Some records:
==============================

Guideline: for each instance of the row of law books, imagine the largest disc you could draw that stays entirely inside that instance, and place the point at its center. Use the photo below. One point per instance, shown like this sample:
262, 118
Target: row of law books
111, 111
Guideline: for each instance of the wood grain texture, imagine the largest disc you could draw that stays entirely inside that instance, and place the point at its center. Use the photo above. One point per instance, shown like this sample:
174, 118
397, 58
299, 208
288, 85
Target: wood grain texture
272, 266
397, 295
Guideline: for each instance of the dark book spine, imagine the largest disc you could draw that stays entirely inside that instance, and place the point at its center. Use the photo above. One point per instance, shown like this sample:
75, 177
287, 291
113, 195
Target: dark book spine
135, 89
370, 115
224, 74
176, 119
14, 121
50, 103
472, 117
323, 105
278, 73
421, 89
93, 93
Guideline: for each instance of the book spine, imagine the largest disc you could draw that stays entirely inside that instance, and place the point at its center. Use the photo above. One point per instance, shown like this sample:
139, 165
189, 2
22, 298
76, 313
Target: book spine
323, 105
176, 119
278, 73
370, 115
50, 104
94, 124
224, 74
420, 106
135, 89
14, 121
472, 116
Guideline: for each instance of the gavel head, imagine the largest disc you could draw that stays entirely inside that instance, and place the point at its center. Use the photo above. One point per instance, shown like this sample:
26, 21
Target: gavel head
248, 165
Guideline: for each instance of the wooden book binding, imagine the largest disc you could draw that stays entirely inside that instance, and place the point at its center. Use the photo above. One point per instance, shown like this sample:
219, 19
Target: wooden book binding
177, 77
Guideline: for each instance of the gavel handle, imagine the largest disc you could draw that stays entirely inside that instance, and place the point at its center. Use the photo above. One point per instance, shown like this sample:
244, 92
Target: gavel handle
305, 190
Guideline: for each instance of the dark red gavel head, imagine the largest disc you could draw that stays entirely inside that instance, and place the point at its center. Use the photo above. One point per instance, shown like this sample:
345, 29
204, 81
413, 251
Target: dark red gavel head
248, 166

==============================

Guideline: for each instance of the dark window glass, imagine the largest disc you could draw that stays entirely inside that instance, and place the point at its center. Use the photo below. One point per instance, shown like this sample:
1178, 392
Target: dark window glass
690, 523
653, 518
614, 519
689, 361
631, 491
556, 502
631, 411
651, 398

==============================

- [OBJECTIVE]:
How many lines in the material above contain the string "Target"? Reply with the number alone.

- [RESULT OF THIS TASK]:
9